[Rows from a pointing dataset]
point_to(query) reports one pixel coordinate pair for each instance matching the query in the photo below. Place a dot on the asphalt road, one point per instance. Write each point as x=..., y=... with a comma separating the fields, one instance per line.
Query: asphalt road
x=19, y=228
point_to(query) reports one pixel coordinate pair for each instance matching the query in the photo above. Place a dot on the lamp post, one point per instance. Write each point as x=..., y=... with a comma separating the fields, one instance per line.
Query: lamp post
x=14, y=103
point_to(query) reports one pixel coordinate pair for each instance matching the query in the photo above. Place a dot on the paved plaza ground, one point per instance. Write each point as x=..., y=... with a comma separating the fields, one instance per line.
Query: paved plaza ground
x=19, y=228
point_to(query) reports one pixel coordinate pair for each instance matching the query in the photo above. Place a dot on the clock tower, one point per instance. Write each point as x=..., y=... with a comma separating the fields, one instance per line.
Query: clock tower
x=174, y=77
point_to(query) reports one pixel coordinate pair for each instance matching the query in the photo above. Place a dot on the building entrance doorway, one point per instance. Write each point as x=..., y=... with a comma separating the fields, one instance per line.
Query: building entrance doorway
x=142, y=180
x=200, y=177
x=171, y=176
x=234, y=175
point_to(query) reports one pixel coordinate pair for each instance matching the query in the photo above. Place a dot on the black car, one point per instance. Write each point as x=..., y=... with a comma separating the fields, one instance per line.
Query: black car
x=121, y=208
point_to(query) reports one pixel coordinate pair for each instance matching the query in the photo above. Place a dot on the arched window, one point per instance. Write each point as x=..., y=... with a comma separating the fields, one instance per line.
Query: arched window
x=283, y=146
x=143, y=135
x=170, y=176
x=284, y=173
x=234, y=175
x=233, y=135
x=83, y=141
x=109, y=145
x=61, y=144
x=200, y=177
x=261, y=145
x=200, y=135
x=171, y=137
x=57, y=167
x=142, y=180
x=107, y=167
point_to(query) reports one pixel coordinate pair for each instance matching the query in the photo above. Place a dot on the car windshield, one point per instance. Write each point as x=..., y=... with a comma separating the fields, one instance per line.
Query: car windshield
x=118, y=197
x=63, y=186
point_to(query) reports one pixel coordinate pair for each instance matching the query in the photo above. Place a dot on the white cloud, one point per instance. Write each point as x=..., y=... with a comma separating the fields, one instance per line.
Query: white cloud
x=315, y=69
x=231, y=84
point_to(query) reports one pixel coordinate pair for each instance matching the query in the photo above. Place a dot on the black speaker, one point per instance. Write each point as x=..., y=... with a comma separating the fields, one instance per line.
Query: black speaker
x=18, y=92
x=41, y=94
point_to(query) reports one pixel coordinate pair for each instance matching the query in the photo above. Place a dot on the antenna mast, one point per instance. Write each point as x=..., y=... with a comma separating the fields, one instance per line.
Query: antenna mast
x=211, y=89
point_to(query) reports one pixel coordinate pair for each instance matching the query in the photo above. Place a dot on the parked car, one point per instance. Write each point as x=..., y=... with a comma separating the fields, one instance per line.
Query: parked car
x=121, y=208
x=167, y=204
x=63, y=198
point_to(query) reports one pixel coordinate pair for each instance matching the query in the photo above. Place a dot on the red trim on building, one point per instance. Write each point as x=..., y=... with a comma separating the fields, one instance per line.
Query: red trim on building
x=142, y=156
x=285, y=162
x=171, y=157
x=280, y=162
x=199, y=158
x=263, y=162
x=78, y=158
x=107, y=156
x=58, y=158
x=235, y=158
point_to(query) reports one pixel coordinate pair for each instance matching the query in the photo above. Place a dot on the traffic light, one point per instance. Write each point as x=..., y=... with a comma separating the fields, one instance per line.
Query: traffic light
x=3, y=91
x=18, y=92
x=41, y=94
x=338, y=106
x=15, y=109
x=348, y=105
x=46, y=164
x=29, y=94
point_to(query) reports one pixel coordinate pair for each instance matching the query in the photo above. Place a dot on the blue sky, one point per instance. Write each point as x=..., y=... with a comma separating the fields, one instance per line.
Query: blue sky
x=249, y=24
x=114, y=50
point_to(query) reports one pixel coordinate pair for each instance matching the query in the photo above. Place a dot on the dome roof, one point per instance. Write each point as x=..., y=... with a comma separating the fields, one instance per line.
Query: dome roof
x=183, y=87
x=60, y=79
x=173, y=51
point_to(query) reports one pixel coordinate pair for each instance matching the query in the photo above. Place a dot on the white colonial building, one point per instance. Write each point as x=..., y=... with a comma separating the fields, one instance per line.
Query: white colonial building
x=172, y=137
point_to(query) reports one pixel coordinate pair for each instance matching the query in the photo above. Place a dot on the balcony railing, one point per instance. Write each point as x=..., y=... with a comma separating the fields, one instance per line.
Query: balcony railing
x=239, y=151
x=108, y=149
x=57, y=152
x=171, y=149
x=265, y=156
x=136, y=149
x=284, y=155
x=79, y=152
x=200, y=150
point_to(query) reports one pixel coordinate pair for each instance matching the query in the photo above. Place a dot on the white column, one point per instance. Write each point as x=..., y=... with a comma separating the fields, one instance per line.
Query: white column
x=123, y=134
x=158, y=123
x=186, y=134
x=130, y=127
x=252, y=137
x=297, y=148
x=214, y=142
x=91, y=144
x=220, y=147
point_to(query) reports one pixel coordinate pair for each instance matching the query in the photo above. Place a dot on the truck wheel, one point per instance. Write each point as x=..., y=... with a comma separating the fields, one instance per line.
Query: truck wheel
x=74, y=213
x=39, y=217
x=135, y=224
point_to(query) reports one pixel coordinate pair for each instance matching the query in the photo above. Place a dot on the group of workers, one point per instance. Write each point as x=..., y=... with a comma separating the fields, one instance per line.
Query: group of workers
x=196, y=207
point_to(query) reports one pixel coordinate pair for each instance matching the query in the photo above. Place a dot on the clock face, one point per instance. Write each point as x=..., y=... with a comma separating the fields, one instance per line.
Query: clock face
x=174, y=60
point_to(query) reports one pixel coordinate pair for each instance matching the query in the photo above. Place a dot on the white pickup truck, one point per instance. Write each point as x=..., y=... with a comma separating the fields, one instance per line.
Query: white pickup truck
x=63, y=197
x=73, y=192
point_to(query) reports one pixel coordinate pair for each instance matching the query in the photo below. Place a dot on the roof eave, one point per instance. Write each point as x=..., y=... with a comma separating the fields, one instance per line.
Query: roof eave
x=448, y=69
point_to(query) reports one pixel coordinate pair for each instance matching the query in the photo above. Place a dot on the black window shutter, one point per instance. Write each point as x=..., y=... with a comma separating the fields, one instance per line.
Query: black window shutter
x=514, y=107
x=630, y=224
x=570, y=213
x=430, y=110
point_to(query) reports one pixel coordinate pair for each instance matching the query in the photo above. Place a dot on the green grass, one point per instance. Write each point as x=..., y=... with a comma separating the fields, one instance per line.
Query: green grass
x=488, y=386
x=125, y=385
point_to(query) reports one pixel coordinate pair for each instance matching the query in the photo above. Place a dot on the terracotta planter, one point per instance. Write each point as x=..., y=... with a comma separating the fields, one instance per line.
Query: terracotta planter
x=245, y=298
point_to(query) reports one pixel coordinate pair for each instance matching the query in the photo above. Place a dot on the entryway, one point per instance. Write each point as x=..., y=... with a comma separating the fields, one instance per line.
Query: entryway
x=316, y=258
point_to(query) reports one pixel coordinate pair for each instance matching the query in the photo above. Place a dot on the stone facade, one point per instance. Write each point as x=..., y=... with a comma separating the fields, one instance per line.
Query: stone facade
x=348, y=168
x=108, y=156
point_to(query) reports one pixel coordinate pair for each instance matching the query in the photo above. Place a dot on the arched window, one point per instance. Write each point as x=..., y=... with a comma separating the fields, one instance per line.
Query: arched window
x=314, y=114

EXERCISE DIRECTIONS: Please rewrite all of the records above with "Place a dot on" changed to "Put a point on" everywhere it occurs, keeping everything else the same.

ANSWER TO THE TASK:
point_to(query) reports one pixel coordinate pair for each instance matching the query in the photo below. Put a point on the asphalt road, one point per instance. Write each point as x=..., y=... with a comma separating the fields, one instance per line.
Query: asphalt road
x=19, y=228
point_to(query) reports one pixel coordinate pair for each instance matching the query in the photo above. Put a point on the lamp post, one point per instance. Write each point as x=..., y=... with a comma separating the fields, one instance per line.
Query: lamp post
x=14, y=103
point_to(query) reports one pixel coordinate pair for each instance matching the query in the photo above. Put a point on the paved plaza ground, one point per instance. Write each point as x=..., y=... with a comma separating the fields, one instance per line.
Query: paved plaza ground
x=19, y=228
point_to(query) reports one pixel coordinate pair for each instance matching the query in the photo above. Put a point on the clock tower, one point per instance. Write each point as x=..., y=... with a comma separating the fields, one instance per line.
Query: clock tower
x=174, y=77
point_to(query) reports one pixel coordinate pair for each instance matching the query in the photo above. Put a point on the building entrance doorway, one point per instance. Write each point as x=..., y=... with a comma separating the fields, one instance per line.
Query: building entrance doorway
x=142, y=180
x=200, y=177
x=171, y=176
x=234, y=175
point_to(query) reports one pixel coordinate pair for each instance matching the query in the photo above. Put a point on the black car, one point per instance. Write each point as x=..., y=... with a comma separating the fields, one instance per line.
Query: black car
x=121, y=208
point_to(query) reports one pixel coordinate pair for each instance matching the query in the photo above. Put a point on the arched window, one point per instance. Write each point as x=..., y=... with a comma separating the fields, one instance per line.
Query: arched window
x=283, y=146
x=143, y=135
x=170, y=176
x=284, y=173
x=234, y=175
x=233, y=135
x=83, y=141
x=109, y=145
x=61, y=144
x=200, y=177
x=261, y=145
x=200, y=135
x=171, y=137
x=57, y=167
x=142, y=180
x=107, y=167
point_to(query) reports one pixel coordinate pair for each instance matching the query in the photo above. Put a point on the car windshield, one point per instance. Write each point as x=..., y=... with a comma separating the fields, one instance per line.
Query: car windshield
x=118, y=197
x=63, y=186
point_to(query) reports one pixel coordinate pair for each instance matching the query in the photo above. Put a point on the white cloud, one point per instance. Write each point as x=..., y=... with a comma separating the fields, one instance per line.
Query: white cloud
x=315, y=69
x=231, y=84
point_to(query) reports one pixel coordinate pair for each instance matching the query in the photo above. Put a point on the black speaker, one point per instance. Write each point as x=..., y=... with a comma separating the fields, one instance per line.
Query: black speaker
x=18, y=92
x=41, y=94
point_to(query) reports one pixel coordinate pair for each instance matching the query in the photo above. Put a point on the antenna mast, one point per instance. Write each point as x=..., y=... with a comma separating the fields, one instance per line.
Query: antenna mast
x=211, y=89
point_to(query) reports one pixel coordinate pair for each instance matching the query in the photo above. Put a point on the parked car, one point per instance. Write each point as x=..., y=... with a comma separating the fields, one instance per line.
Query: parked car
x=121, y=208
x=167, y=204
x=63, y=198
point_to(query) reports one pixel coordinate pair for each instance matching the query in the photo above. Put a point on the red trim on building, one point per instance. Write each point as x=..., y=... with a comma separating the fields, one instance per line.
Query: red trim on building
x=142, y=156
x=285, y=162
x=171, y=157
x=280, y=162
x=199, y=158
x=263, y=162
x=78, y=158
x=107, y=156
x=58, y=158
x=235, y=158
point_to(query) reports one pixel coordinate pair for each instance matching the query in the photo above. Put a point on the traffic light, one point per instance. Write each point as x=..., y=... with a comma separating the fields, one instance per line.
Query: traffic light
x=3, y=91
x=18, y=92
x=41, y=94
x=338, y=106
x=15, y=109
x=348, y=105
x=46, y=164
x=29, y=94
point_to(query) reports one pixel coordinate pair for each instance matching the query in the photo above. Put a point on the blue sky, one point per instance. Write each point as x=..., y=... with a comma separating the fields, one instance per line.
Query: blue sky
x=249, y=24
x=114, y=50
point_to(query) reports one pixel coordinate pair for each instance matching the query in the photo above. Put a point on the dome roof, one point per instance. Write each point as x=..., y=... with a comma separating the fields, one instance per line.
Query: dome roof
x=183, y=87
x=60, y=79
x=173, y=51
point_to(query) reports one pixel coordinate pair for each instance matching the query in the photo above. Put a point on the white colonial building, one point per instance. Write each point as x=..., y=... with a comma separating the fields, one instance per line.
Query: white colonial building
x=172, y=137
point_to(query) reports one pixel coordinate pair for each instance matching the query in the photo above. Put a point on the balcony railing, one point per instance. Write each point as x=..., y=... with a comma separating the fields, one instance per line.
Query: balcony railing
x=239, y=151
x=108, y=149
x=57, y=152
x=171, y=149
x=265, y=156
x=136, y=149
x=284, y=155
x=79, y=152
x=200, y=150
point_to(query) reports one pixel coordinate pair for each instance matching the query in the photo above. Put a point on the white column, one point per instance. Write each point as x=..., y=... with a comma separating the fields, one instance per line.
Query: white column
x=123, y=134
x=158, y=123
x=186, y=134
x=130, y=127
x=252, y=137
x=297, y=148
x=214, y=142
x=91, y=144
x=220, y=147
point_to(query) reports one pixel coordinate pair for each instance matching the query in the photo above. Put a point on the truck wheel, one point per instance. Write each point as x=..., y=... with a comma separating the fields, one instance per line.
Query: truck wheel
x=74, y=213
x=39, y=217
x=135, y=224
point_to(query) reports one pixel coordinate pair for each instance matching the query in the photo above. Put a point on the group of workers, one point per instance. Write each point as x=..., y=... with a comma separating the fields, one instance per line.
Query: group of workers
x=196, y=207
point_to(query) reports one pixel coordinate pair for each instance matching the query in the photo above. Put a point on the clock face, one point per instance. Write each point as x=..., y=... with a comma separating the fields, one instance per line.
Query: clock face
x=174, y=60
point_to(query) reports one pixel coordinate pair for each instance matching the query in the photo above. Put a point on the white pickup truck, one point per instance. Write each point as x=..., y=... with a comma separating the fields, one instance per line.
Query: white pickup truck
x=63, y=197
x=73, y=192
point_to(query) reports one pixel coordinate pair for each instance matching the query in the photo below. Put a point on the roof eave, one point per instance. Write each point as x=..., y=... with a comma separating the fields, one instance per line.
Query: roof eave
x=448, y=69
point_to(query) reports one pixel coordinate pair for each instance matching the query in the photo above. Put a point on the black window shutter, one point per instance. Write each point as x=..., y=... with a comma separating the fields, one instance per line.
Query: black window shutter
x=514, y=107
x=630, y=224
x=570, y=213
x=430, y=110
point_to(query) reports one pixel coordinate pair for each instance matching the query in the photo above. Put a point on the green grass, one point per instance. Write each point as x=..., y=... with a comma separating the fields, one instance per line.
Query: green grass
x=488, y=386
x=125, y=385
point_to(query) reports one pixel coordinate pair for each instance matching the query in the photo above. Put a point on the terracotta planter, one point per instance. Write each point as x=..., y=... with a comma separating the fields, one instance per line.
Query: terracotta planter
x=245, y=298
point_to(query) reports one pixel coordinate pair for each instance matching the query in the photo above. Put a point on the entryway, one point per instance. Write each point as x=..., y=... with a comma separating the fields, one instance per line.
Query: entryway
x=316, y=258
point_to(query) reports one pixel coordinate pair for each instance matching the query in the photo above. Put a point on the stone facade, one point per instance. Write each point as x=..., y=... with a comma separating the fields, one instance per line.
Query: stone facade
x=348, y=168
x=108, y=156
point_to(query) reports one pixel coordinate pair for each instance matching the query in the photo above. Put a point on the arched window, one point per instance. Write each point as x=..., y=... with a comma separating the fields, one instance per line.
Query: arched window
x=314, y=114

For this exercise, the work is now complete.